- QUOTED PASSAGE -
------------------------------------

Everything Terry was taught about sales reinforced the idea that he had to be, “larger than life,” or someone other than he was, in order to be successful.

Each day, Terry would put on his “sales hat”—you know the one—loud, over-the-top, and pushy. Almost instantaneously, the normally soft-spoken, sincere Terry would disappear, replaced by a two-dimensional sales stereotype.

Although Terry had occasional successes, he felt like a phony, and even his clients could sense a lack of a real connection and an incongruity between himself and his message.

By exploring other roles from his own life and applying them to his sales role, Terry was able to find his own unique sales style.

He soon gained enough confidence to hang up the one-size-fits-all sales hat for good, and is now admired and trusted by hundreds of clients and is at the top of his game in his industry.

Does your role fit you?

Think about your own sales role for a moment. Does it fit? Are you perhaps like Terry, a little uncomfortable? Are you trying to be someone you’re not?

Odds are that, like most sellers, you have taken on your part unconsciously and are therefore experiencing inconsistent and unreliable results.  You may not know what works, what doesn’t work or why.

You just forge ahead putting out more calls, making more presentations, doing more, more, more—on the theory that the odds will eventually work in your favor.

------------------------------------

- INSTRUCTIONS FOR THE TASK -
Return the whole passage about Terry's sales style word for word.

(Stored items from a collection)
------------------------------------

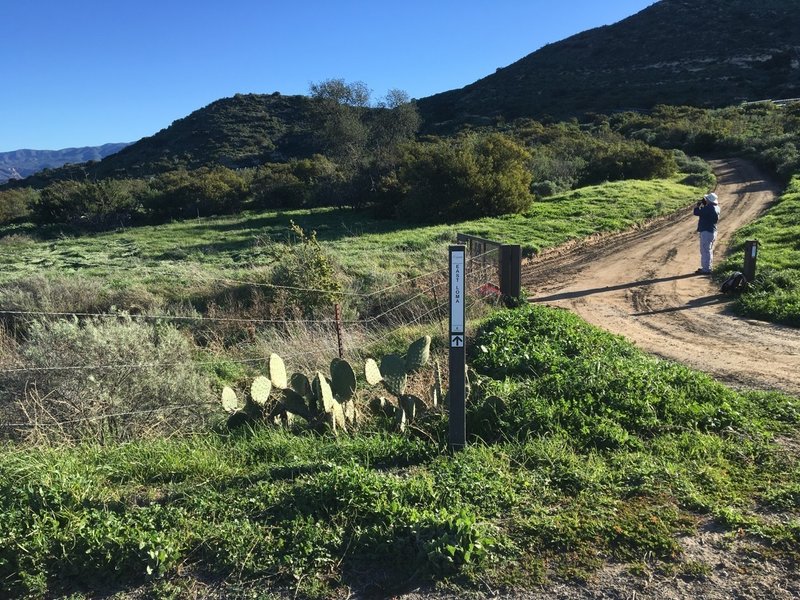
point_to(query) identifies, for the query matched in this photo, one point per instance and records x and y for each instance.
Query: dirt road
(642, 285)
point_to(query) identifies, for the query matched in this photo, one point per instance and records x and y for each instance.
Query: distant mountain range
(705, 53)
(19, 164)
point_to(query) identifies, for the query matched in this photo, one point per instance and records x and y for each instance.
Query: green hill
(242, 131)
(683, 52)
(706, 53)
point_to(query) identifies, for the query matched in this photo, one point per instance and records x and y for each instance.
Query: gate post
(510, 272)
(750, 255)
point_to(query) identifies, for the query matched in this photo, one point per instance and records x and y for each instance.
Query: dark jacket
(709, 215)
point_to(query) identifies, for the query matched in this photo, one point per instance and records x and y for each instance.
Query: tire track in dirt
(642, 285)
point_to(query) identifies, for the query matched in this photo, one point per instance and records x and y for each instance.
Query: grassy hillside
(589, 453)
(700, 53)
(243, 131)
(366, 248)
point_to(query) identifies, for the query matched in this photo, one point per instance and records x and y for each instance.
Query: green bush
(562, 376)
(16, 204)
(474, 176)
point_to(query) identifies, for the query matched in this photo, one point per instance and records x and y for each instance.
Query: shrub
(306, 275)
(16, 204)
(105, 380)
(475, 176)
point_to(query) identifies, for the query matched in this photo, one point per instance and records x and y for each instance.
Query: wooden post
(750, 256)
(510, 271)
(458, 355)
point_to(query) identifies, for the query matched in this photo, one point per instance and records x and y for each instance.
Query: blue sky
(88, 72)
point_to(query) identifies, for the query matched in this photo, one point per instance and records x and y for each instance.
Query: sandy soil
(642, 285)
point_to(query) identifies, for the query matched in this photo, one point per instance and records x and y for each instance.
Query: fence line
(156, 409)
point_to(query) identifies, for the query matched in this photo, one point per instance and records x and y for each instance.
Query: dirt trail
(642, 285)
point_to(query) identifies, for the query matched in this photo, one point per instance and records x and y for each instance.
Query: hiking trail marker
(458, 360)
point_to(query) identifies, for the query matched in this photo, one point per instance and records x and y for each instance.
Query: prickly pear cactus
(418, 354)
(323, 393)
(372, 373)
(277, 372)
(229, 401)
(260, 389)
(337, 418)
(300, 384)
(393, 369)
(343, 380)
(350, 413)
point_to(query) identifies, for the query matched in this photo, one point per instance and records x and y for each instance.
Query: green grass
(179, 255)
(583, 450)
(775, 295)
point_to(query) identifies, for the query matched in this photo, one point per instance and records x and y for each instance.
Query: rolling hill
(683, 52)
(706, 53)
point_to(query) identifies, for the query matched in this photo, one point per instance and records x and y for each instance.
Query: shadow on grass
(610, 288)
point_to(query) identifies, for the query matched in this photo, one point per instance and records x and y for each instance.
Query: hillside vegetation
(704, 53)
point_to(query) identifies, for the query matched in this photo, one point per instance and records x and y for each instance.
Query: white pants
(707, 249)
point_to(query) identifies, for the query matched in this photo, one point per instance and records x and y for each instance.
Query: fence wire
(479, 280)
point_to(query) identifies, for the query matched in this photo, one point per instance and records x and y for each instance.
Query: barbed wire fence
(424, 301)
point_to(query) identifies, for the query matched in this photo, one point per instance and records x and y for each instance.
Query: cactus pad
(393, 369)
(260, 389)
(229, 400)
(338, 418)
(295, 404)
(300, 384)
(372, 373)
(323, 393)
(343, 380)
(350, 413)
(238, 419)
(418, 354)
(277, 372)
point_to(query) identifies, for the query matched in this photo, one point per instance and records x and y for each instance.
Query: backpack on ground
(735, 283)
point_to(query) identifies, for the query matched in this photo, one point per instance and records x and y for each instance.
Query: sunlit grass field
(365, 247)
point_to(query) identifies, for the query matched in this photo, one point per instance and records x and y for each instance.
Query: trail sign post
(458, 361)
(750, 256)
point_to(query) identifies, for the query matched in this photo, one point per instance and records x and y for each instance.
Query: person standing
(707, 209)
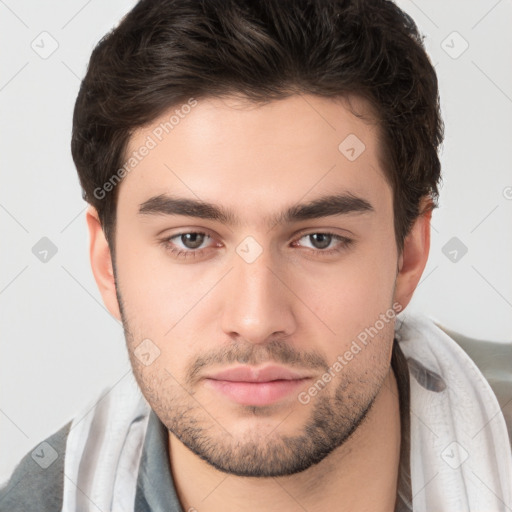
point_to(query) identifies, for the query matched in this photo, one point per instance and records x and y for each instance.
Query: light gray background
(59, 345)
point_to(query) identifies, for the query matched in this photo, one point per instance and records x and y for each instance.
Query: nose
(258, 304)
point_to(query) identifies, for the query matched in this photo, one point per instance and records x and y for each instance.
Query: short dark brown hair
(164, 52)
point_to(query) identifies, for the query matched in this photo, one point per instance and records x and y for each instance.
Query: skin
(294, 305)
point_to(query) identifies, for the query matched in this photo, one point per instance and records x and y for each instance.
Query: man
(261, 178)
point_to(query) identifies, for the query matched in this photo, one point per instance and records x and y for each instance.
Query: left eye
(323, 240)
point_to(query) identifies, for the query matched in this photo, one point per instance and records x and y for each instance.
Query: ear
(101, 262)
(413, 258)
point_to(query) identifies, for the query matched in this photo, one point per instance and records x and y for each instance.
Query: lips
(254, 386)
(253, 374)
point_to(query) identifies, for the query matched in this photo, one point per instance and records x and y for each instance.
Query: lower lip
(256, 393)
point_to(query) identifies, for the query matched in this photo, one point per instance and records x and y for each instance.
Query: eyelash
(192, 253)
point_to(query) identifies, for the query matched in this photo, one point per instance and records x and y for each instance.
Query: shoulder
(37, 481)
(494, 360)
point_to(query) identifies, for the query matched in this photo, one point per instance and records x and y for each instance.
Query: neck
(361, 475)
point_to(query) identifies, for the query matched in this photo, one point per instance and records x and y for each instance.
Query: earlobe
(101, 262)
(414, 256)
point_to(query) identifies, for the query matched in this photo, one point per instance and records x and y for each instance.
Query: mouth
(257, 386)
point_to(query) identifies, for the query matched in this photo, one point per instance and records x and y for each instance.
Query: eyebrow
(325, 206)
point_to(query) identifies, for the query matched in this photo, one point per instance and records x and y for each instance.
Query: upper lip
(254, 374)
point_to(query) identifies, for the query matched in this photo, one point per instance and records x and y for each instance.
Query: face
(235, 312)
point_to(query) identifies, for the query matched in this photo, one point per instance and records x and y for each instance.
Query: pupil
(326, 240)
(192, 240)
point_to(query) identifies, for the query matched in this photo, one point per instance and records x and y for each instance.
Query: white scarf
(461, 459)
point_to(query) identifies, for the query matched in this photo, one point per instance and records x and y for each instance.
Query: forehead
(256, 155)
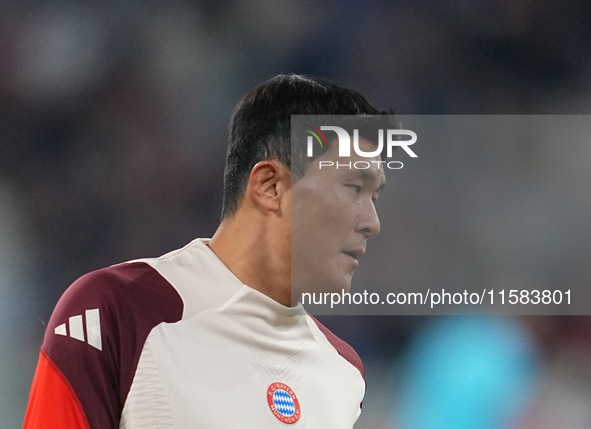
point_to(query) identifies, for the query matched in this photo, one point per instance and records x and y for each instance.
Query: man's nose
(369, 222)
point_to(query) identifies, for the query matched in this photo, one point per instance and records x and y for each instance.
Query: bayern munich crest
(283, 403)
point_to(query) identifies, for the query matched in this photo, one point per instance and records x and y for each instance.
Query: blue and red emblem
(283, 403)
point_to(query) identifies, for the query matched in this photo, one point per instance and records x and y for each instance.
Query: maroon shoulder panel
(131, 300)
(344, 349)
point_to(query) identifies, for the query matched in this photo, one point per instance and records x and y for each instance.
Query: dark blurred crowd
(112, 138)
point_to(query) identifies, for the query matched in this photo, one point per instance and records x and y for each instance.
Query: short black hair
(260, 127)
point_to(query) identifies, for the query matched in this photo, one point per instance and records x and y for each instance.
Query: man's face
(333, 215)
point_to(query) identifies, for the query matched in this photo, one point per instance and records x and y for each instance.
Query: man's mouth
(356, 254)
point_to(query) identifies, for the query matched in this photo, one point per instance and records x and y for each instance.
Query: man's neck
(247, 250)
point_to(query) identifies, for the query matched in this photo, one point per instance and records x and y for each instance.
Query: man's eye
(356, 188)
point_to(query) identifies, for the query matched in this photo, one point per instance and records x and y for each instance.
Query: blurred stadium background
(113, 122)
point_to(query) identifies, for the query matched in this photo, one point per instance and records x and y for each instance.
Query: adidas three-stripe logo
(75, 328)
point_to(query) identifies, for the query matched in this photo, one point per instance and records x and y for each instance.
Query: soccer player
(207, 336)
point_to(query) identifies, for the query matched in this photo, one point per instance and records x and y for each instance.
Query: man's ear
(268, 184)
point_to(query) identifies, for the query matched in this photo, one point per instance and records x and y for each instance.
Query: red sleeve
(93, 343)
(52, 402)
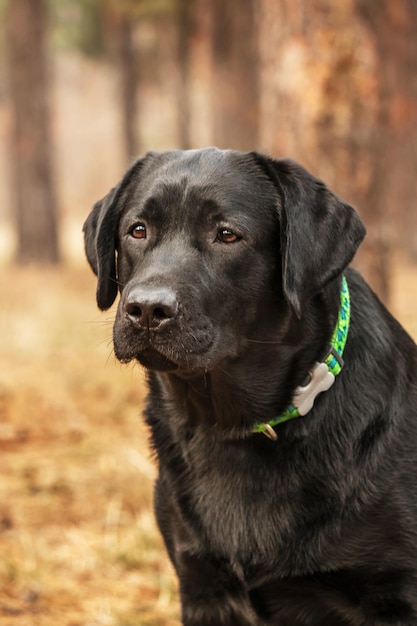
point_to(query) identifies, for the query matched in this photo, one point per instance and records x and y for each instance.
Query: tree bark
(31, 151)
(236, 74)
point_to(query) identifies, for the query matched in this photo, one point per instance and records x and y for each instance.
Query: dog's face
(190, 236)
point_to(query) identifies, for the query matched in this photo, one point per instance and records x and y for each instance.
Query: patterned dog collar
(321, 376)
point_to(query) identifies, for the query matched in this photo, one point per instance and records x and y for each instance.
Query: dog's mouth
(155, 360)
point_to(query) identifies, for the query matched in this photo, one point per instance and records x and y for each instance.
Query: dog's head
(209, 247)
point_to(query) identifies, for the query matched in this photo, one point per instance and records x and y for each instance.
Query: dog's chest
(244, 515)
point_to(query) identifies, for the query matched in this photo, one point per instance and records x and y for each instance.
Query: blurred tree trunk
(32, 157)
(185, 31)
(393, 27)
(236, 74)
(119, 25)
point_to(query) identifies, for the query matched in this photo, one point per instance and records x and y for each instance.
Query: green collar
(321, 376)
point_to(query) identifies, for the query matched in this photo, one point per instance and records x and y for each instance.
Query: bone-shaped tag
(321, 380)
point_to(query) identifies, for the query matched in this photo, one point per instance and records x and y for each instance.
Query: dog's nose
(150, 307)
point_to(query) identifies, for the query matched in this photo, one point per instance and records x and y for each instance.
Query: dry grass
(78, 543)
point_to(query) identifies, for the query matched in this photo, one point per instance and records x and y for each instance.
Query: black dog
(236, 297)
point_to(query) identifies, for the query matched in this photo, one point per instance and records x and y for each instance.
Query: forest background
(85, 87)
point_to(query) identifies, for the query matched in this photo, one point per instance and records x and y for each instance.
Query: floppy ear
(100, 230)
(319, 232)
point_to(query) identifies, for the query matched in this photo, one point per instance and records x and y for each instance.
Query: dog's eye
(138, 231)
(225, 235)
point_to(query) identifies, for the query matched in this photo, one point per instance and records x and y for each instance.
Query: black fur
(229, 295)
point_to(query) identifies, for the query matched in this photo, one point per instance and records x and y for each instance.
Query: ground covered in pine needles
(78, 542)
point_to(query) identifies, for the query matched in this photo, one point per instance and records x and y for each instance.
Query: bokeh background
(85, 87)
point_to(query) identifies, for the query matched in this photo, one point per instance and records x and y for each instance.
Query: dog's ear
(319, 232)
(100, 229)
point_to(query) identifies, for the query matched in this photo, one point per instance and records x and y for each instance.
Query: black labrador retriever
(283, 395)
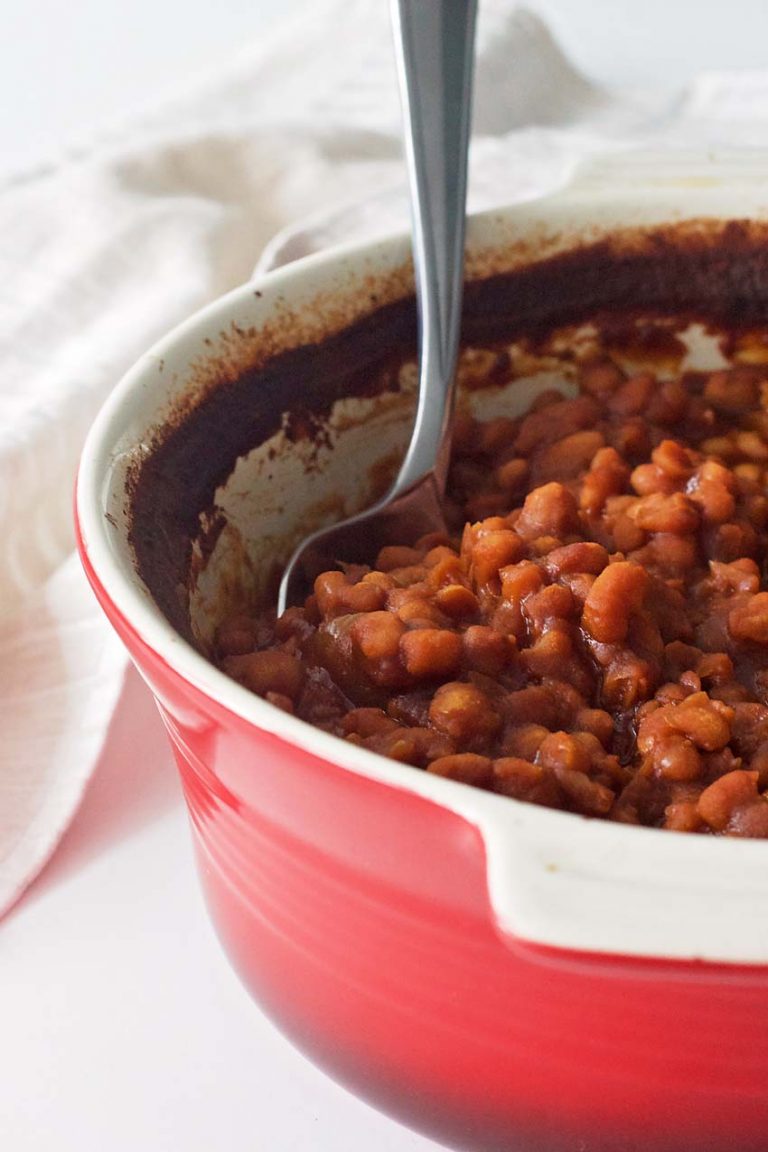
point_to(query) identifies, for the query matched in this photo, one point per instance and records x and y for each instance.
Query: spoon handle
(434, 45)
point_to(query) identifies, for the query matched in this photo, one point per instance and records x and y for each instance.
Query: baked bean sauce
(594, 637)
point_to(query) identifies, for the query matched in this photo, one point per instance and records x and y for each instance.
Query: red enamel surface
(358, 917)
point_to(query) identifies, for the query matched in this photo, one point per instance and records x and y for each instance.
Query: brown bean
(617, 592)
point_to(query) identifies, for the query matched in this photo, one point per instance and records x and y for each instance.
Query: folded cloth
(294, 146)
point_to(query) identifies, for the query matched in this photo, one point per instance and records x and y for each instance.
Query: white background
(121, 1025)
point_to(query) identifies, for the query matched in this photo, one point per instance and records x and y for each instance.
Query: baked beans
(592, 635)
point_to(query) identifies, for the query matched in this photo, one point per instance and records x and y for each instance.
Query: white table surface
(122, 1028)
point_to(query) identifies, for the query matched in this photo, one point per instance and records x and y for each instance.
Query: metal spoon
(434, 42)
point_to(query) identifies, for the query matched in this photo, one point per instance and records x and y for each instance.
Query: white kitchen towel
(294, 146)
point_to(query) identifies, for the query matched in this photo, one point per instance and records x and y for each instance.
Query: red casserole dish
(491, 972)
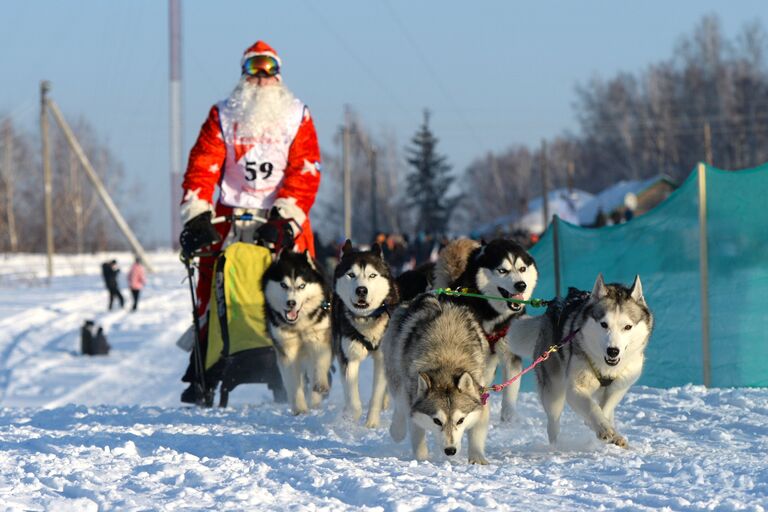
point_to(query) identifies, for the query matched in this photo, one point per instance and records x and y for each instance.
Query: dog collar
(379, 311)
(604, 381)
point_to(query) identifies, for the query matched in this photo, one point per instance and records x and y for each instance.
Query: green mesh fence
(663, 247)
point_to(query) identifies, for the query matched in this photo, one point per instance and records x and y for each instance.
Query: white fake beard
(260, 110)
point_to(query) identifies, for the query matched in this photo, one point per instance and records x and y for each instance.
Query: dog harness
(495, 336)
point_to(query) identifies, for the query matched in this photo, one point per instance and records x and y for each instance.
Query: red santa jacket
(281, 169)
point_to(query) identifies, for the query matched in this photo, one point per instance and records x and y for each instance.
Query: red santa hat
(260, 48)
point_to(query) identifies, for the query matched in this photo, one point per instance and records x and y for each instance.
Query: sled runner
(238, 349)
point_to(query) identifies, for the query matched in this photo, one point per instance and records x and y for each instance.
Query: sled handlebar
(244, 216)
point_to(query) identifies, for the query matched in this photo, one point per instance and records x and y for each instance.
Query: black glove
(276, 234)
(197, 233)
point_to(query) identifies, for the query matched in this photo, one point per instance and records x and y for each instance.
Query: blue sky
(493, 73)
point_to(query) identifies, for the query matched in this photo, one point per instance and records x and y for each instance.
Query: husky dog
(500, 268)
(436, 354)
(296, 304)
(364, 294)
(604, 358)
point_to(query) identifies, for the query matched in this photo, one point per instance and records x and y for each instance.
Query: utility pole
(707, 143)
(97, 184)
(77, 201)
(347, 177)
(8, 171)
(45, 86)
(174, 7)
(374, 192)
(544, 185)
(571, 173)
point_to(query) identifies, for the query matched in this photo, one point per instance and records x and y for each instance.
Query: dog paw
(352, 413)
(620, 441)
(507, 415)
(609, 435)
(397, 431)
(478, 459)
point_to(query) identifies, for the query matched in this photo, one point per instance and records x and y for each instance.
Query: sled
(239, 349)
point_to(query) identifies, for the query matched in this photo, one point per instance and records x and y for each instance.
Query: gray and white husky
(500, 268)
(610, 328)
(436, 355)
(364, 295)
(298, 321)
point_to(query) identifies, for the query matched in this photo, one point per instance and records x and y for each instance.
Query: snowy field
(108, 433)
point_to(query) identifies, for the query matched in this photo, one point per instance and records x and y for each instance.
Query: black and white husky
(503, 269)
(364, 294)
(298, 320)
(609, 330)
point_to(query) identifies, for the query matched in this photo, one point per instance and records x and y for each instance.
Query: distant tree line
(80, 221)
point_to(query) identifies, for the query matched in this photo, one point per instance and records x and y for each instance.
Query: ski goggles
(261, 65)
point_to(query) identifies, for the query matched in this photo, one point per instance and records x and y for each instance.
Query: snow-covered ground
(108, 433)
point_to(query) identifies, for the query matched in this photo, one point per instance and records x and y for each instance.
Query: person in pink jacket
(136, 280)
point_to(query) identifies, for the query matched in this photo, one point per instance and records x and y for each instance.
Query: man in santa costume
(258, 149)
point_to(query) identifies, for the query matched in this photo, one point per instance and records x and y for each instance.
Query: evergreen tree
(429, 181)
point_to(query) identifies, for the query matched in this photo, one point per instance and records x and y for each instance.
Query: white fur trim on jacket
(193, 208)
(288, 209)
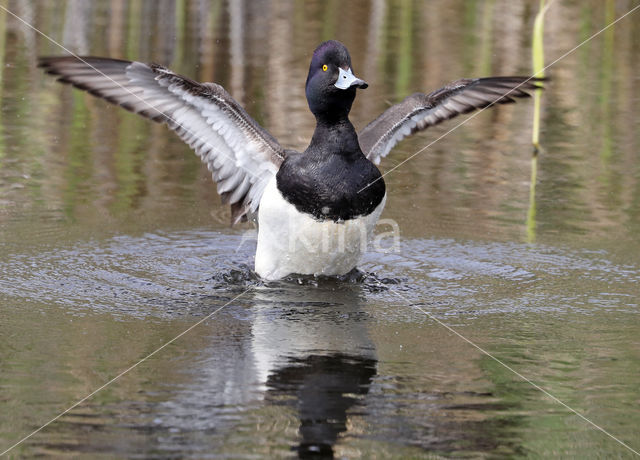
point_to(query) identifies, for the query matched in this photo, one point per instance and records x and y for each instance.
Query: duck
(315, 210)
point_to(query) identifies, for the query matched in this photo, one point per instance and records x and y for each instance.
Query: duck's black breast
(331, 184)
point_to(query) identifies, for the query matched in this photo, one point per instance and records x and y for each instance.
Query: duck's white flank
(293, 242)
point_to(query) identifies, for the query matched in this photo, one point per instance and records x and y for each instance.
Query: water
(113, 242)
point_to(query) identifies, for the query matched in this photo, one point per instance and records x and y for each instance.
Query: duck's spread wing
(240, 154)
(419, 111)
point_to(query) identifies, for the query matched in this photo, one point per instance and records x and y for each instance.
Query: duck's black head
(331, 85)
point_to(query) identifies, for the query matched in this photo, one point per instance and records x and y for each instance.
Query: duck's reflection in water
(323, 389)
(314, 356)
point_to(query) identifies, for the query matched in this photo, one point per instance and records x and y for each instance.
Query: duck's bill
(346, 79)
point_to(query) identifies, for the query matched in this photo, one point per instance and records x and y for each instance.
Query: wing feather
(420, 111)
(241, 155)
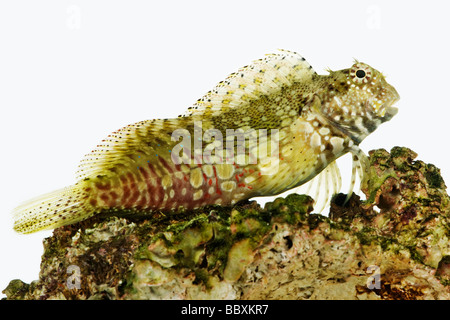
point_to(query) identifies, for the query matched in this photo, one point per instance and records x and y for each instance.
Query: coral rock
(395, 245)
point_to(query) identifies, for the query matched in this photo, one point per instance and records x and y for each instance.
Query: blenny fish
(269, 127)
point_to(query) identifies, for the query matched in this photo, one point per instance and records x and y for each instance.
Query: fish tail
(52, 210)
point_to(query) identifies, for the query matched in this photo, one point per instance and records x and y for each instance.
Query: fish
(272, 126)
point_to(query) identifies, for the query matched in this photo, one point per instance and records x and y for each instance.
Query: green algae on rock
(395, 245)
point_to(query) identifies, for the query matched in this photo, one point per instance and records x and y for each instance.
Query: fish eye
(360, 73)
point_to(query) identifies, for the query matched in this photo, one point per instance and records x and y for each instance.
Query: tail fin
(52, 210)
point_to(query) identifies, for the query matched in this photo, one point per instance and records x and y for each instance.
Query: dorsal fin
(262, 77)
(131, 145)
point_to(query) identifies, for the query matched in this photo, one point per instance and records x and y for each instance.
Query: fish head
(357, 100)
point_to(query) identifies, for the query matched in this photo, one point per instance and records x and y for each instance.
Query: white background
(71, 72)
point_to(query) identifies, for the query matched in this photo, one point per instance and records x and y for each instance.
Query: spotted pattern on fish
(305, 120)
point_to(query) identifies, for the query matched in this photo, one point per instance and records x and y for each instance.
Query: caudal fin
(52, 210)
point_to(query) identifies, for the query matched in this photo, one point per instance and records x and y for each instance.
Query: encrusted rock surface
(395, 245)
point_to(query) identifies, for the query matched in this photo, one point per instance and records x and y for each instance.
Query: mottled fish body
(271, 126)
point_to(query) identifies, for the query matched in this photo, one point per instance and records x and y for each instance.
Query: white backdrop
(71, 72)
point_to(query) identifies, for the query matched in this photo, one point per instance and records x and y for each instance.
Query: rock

------------------------------------

- EXERCISE ANSWER -
Everything Terry was taught about sales reinforced the idea that he had to be, “larger than life,” or someone other than he was, in order to be successful.

Each day, Terry would put on his “sales hat”—you know the one—loud, over-the-top, and pushy. Almost instantaneously, the normally soft-spoken, sincere Terry would disappear, replaced by a two-dimensional sales stereotype.

Although Terry had occasional successes, he felt like a phony, and even his clients could sense a lack of a real connection and an incongruity between himself and his message.

By exploring other roles from his own life and applying them to his sales role, Terry was able to find his own unique sales style.

He soon gained enough confidence to hang up the one-size-fits-all sales hat for good, and is now admired and trusted by hundreds of clients and is at the top of his game in his industry.

Does your role fit you?

Think about your own sales role for a moment. Does it fit? Are you perhaps like Terry, a little uncomfortable? Are you trying to be someone you’re not?

Odds are that, like most sellers, you have taken on your part unconsciously and are therefore experiencing inconsistent and unreliable results.  You may not know what works, what doesn’t work or why.

You just forge ahead putting out more calls, making more presentations, doing more, more, more—on the theory that the odds will eventually work in your favor.